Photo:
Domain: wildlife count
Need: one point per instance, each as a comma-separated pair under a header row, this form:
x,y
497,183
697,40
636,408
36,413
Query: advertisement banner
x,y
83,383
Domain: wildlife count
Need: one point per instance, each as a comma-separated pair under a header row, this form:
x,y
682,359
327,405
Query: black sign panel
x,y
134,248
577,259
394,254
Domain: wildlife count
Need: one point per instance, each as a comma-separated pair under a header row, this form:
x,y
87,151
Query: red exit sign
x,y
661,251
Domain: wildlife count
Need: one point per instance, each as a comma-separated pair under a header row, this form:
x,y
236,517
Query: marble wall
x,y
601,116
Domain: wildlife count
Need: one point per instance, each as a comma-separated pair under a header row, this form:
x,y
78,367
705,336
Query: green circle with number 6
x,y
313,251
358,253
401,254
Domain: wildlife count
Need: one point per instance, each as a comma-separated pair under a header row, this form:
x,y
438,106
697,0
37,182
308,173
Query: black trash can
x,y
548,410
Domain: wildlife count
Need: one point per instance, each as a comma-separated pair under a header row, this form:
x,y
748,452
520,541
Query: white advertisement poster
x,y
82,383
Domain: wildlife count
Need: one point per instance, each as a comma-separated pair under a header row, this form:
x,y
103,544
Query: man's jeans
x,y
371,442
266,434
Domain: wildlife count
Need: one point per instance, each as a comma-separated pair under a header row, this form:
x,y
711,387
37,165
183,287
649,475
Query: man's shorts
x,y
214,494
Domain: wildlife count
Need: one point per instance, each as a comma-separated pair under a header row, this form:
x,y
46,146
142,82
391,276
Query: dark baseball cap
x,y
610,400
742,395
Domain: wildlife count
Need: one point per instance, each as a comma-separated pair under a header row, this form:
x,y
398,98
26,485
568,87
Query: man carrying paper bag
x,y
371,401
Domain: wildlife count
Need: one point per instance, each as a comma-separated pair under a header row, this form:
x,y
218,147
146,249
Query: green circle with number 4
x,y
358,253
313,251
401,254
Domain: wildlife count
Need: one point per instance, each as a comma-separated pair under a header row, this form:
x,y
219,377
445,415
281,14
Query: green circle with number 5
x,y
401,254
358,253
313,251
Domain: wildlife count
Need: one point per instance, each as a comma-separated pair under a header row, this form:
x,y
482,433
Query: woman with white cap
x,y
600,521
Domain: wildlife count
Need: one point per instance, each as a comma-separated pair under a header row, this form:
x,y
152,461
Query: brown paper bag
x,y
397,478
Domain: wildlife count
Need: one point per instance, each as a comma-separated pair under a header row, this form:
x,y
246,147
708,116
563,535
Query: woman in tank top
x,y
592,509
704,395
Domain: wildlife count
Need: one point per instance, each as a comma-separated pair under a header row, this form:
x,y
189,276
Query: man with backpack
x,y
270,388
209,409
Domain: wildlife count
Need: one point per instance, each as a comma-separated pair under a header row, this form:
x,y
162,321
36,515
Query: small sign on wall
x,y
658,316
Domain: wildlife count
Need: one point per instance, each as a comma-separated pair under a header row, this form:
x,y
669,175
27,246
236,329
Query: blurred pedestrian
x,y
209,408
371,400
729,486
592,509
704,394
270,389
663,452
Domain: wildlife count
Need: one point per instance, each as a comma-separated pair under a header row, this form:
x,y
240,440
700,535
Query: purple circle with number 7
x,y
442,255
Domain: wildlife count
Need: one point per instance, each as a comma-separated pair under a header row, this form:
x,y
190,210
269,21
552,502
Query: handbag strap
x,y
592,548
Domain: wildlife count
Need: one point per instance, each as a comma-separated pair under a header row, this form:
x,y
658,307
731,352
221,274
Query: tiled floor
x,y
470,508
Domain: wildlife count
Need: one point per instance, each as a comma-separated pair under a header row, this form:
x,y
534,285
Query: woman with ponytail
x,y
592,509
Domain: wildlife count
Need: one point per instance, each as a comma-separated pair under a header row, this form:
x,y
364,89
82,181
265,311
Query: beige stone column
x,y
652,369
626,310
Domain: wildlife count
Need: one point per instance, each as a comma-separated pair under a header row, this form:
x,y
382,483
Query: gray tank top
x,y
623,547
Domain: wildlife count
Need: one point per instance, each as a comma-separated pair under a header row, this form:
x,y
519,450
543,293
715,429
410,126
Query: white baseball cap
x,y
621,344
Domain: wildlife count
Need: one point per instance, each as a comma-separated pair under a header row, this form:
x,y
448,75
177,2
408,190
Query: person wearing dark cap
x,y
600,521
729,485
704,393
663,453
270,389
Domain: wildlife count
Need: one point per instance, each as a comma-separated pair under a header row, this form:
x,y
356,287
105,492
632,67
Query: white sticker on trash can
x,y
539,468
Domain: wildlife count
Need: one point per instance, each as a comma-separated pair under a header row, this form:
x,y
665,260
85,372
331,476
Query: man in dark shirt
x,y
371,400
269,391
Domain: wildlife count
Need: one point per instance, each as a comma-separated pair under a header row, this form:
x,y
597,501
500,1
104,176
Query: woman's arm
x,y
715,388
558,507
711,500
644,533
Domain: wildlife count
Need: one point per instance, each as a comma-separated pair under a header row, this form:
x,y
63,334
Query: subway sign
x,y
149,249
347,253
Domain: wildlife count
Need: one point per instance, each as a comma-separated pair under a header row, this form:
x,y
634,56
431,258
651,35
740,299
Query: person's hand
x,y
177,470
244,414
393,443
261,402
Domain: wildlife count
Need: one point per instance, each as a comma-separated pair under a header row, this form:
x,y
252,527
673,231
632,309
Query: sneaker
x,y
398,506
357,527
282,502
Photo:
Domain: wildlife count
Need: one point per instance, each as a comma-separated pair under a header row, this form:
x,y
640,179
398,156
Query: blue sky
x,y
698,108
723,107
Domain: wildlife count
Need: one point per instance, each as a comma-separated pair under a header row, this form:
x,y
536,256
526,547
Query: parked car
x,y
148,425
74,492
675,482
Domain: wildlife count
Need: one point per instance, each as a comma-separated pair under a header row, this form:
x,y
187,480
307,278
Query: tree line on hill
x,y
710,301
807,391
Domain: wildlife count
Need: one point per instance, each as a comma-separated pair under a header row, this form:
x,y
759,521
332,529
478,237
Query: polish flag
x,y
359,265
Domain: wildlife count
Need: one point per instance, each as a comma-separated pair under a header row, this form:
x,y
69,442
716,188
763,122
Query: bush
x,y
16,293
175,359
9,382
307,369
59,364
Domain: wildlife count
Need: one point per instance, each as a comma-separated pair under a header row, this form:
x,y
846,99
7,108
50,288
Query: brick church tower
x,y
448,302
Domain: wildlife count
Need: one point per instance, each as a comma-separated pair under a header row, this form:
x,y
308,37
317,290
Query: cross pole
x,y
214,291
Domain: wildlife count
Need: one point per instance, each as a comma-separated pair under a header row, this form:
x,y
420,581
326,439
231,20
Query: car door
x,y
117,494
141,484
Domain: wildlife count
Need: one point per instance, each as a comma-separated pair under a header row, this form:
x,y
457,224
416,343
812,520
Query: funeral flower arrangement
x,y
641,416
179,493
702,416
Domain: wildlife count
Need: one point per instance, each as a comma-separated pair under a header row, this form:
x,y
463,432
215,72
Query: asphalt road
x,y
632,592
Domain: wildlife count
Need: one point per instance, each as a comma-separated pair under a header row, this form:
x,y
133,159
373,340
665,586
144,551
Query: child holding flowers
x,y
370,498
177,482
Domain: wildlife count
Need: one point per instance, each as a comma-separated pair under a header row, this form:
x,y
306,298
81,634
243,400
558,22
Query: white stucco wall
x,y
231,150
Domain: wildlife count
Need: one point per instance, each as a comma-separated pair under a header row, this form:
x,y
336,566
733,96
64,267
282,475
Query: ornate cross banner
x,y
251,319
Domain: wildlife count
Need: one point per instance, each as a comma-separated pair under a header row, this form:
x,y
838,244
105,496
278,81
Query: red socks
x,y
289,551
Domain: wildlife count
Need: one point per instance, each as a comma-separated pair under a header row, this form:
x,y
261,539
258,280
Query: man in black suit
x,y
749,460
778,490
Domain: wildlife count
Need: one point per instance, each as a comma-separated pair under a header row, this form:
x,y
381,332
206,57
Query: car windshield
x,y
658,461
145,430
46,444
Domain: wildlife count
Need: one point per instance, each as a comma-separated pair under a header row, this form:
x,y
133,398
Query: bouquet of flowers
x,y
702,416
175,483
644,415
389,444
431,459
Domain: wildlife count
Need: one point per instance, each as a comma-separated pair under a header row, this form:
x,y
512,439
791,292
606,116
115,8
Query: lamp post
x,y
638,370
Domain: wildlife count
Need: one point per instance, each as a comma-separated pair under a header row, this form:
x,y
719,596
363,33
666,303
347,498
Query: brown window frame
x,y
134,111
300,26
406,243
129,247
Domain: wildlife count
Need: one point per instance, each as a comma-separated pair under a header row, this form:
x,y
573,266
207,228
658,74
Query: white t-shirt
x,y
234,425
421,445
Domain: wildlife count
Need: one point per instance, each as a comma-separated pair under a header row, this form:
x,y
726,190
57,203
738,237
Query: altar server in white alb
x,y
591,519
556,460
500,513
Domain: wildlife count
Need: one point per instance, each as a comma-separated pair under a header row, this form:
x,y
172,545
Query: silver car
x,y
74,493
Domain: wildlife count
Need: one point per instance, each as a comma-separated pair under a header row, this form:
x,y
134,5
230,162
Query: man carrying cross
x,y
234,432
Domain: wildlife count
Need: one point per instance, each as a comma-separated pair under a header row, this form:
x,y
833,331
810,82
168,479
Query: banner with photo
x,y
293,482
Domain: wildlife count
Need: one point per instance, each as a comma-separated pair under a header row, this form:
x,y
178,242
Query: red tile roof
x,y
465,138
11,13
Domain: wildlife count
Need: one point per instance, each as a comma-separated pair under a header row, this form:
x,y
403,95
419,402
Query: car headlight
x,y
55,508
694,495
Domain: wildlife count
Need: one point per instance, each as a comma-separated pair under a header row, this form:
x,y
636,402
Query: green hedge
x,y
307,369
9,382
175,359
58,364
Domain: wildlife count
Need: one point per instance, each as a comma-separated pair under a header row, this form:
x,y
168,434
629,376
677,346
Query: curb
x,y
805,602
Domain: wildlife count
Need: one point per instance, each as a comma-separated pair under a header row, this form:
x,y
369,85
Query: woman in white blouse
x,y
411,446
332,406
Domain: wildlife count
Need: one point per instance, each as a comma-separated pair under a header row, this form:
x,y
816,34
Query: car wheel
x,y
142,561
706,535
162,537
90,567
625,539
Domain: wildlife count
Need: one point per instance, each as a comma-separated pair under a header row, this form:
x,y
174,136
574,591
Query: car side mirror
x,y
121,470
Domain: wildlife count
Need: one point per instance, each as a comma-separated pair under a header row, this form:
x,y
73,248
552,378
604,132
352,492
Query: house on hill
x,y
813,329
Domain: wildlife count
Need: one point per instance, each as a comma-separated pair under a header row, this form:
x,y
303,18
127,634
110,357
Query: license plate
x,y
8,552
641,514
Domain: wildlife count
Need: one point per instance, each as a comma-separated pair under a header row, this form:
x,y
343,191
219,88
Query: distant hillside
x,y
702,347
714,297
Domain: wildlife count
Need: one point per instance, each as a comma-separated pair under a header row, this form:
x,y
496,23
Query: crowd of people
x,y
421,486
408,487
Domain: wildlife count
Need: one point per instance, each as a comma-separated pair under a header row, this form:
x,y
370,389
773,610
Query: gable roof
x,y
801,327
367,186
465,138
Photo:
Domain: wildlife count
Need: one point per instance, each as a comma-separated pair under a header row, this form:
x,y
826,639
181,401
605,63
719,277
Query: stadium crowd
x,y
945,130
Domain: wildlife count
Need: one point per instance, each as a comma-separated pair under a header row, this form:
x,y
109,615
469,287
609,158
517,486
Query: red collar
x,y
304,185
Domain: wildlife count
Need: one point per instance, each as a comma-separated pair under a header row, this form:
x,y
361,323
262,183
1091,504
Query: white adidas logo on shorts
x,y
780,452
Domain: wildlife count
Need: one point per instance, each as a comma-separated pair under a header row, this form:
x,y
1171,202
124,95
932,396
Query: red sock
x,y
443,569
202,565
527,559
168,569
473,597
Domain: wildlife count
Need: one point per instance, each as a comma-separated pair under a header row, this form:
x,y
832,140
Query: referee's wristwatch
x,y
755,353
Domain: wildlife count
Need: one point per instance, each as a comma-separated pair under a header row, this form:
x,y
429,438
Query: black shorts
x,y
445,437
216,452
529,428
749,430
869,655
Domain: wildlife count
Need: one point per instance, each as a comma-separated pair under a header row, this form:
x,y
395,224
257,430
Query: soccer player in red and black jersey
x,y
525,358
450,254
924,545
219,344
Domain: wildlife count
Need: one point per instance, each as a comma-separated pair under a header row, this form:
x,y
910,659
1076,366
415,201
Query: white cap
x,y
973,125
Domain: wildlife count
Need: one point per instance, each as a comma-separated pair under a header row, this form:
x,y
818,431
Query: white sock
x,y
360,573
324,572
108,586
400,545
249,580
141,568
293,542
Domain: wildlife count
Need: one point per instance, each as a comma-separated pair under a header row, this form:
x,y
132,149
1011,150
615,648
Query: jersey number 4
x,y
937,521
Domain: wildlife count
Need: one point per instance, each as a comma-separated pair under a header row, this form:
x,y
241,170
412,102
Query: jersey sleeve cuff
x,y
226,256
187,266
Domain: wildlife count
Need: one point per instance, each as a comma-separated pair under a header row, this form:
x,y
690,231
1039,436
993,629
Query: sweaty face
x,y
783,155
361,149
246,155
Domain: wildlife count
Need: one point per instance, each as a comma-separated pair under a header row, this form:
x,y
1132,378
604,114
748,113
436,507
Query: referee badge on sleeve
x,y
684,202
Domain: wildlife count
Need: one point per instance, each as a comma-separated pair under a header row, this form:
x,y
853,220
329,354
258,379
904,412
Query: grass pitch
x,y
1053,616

·····

**Given request:**
Tally the lines of the records above that contain the string "advertisement", treating uppercase and lowercase as different. Reply with the number alone.

**Answer below:**
2